[Image point grounding data]
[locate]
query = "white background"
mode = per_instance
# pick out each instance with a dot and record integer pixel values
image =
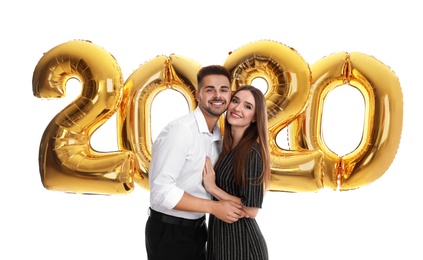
(381, 220)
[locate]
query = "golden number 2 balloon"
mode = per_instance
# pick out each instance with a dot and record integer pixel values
(288, 78)
(383, 119)
(66, 160)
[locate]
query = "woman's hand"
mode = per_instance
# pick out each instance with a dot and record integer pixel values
(209, 176)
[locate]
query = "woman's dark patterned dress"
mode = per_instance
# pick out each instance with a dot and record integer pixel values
(243, 239)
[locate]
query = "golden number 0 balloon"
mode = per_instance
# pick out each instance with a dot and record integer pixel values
(383, 119)
(134, 116)
(288, 78)
(66, 160)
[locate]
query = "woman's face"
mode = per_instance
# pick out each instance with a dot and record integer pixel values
(241, 109)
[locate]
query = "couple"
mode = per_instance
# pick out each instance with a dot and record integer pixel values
(192, 172)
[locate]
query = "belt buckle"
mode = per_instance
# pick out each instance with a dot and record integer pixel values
(199, 223)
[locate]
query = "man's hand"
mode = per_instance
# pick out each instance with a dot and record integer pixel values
(228, 211)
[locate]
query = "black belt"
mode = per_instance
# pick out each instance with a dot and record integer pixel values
(176, 220)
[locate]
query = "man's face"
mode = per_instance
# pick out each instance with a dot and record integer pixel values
(214, 95)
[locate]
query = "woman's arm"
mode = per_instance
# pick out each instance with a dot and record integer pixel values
(209, 180)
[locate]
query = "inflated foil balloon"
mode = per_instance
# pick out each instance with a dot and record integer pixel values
(67, 161)
(288, 79)
(295, 98)
(144, 84)
(383, 119)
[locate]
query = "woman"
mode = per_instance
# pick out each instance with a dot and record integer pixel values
(241, 174)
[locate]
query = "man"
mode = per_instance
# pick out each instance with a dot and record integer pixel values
(176, 227)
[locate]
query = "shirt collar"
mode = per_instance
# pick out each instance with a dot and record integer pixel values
(202, 125)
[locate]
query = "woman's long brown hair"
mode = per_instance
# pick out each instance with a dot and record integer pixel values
(257, 132)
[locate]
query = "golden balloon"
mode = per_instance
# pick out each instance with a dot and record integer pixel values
(383, 119)
(288, 79)
(143, 85)
(66, 160)
(295, 97)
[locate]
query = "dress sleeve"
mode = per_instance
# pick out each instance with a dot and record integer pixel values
(252, 193)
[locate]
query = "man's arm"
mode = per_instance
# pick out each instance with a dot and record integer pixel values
(225, 210)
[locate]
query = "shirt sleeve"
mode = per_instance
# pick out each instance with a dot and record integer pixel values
(169, 153)
(253, 193)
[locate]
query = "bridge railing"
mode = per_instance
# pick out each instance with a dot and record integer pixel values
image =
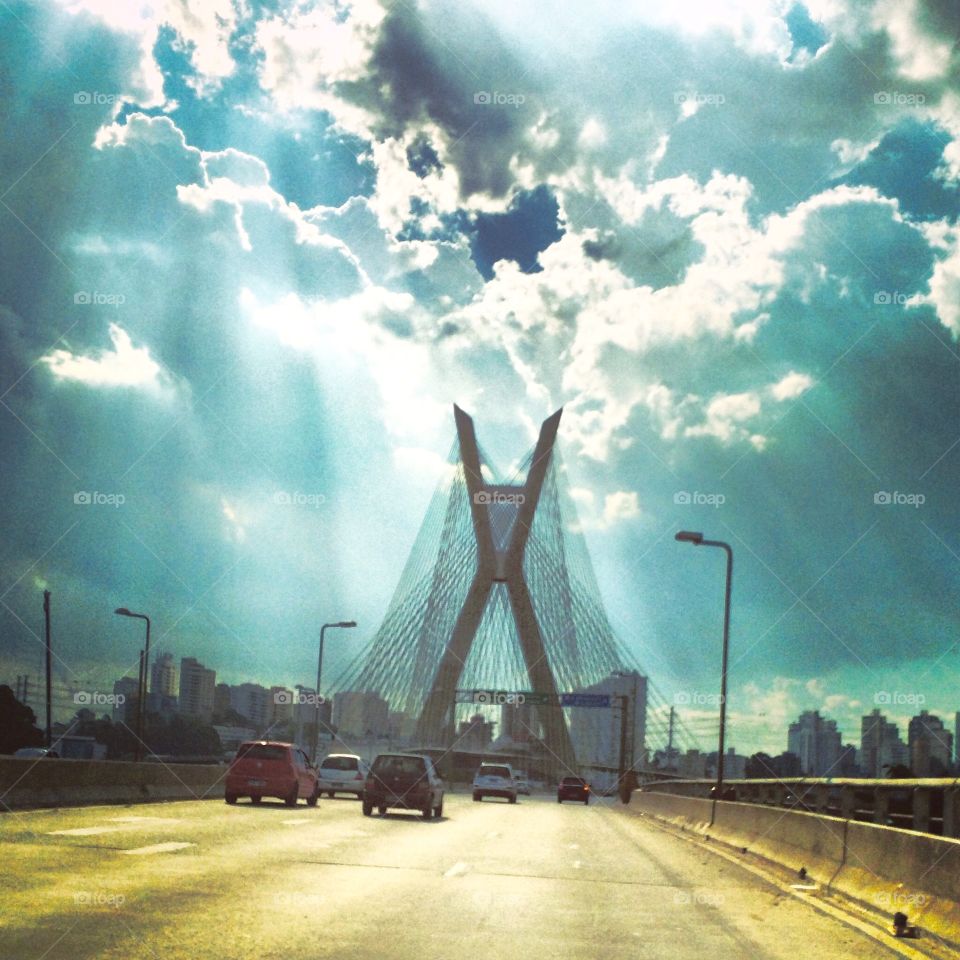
(925, 805)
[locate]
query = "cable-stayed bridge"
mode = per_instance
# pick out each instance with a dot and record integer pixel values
(499, 594)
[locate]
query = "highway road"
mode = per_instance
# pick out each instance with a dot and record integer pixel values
(199, 880)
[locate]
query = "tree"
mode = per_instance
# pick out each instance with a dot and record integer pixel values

Exercise details:
Once the pictures are set aside, restate the remaining data above exactly.

Solved exercise:
[locate]
query = "white background"
mode = per_instance
# pick out each instance with a dot and record integer pixel values
image =
(381, 220)
[locate]
query = "golden number 2 balloon"
mode = per_instance
# pick out each instance with a dot and record integer pixel values
(288, 78)
(383, 119)
(66, 160)
[locate]
query = "woman's hand"
mode = per_instance
# pick out each instance with a dot and record integer pixel values
(209, 176)
[locate]
query = "woman's dark patterned dress"
mode = per_instance
# pick out each instance with a dot and record integer pixel values
(243, 239)
[locate]
query = "golden number 0 balloon"
mode = per_instance
# pick out each instance with a dot and record integer pixel values
(383, 119)
(134, 116)
(288, 78)
(66, 160)
[locate]
query = "woman's face"
mode = per_instance
# pick out each instance with a dot and record integer pixel values
(241, 109)
[locate]
query = "couple"
mode = per_instance
# pick out each instance with a dot and record integer pixel values
(192, 172)
[locate]
query = "belt buckle"
mode = per_instance
# pick out each instance with a dot and record integer pixel values
(199, 223)
[locate]
query = "man's hand"
mode = per_instance
# pick out each instance with a dot and record integer pixel values
(228, 211)
[locate]
query = "black belt"
mode = per_instance
# pick out each instance with a dot and record integer pixel values
(176, 220)
[locate]
query = "man's face"
mode = per_instance
# pick out each instance with a dot and record integer pixel values
(214, 95)
[locate]
query = "woman's arm"
mode = per_instance
# pick out each instance with a dot and record integer pixel values
(209, 180)
[locate]
query = "inflated foil balloon"
mode = per_instance
# pick out each instance with a dot and record integer pixel values
(67, 161)
(288, 79)
(295, 98)
(144, 84)
(383, 119)
[locate]
query = "woman"
mode = per_instance
# pick out each instance with a dot and record integer pixel values
(241, 174)
[locate]
query = "man"
mode = per_instance
# pick out each instance with a dot and record integer pixel values
(176, 227)
[locate]
query = "shirt collar"
mode = per_instance
# pick out each instance with a dot and record integer pixel values
(202, 125)
[locate]
query = "woman's long brown hair"
mode = per_instance
# pick out each instance with a dot and record integer pixel values
(257, 132)
[locate]
query = "golden balloon"
mode = per_instance
# pick out each instance with a dot and record integer pixel values
(383, 119)
(288, 79)
(143, 85)
(66, 160)
(295, 97)
[locate]
query = "dress sleeve"
mode = per_instance
# pick out each instance with a dot and record integer pixel values
(252, 193)
[locate]
query = "man's arm"
mode = per_instance
# pick out each instance with a dot and record integer pixel values
(225, 210)
[locate]
query = "shirt sleeve"
mode = per_instance
# pick out each instance with a dot and record integer pixel values
(169, 153)
(253, 193)
[locate]
query = "bridge railing"
mode = per_instance
# pick out each instance with a dot and record integer pixel values
image =
(925, 805)
[locate]
query = "cable-stayed bridge"
mode = per_instance
# pick out each instance with a dot and record integer pixel values
(499, 594)
[locate]
query = "highway road"
mode = per_instance
# pick out each instance with a dot and record integer pixel values
(199, 880)
[locate]
query = "tree"
mode = per_instance
# pick out each instance with a dot and record integer pixel values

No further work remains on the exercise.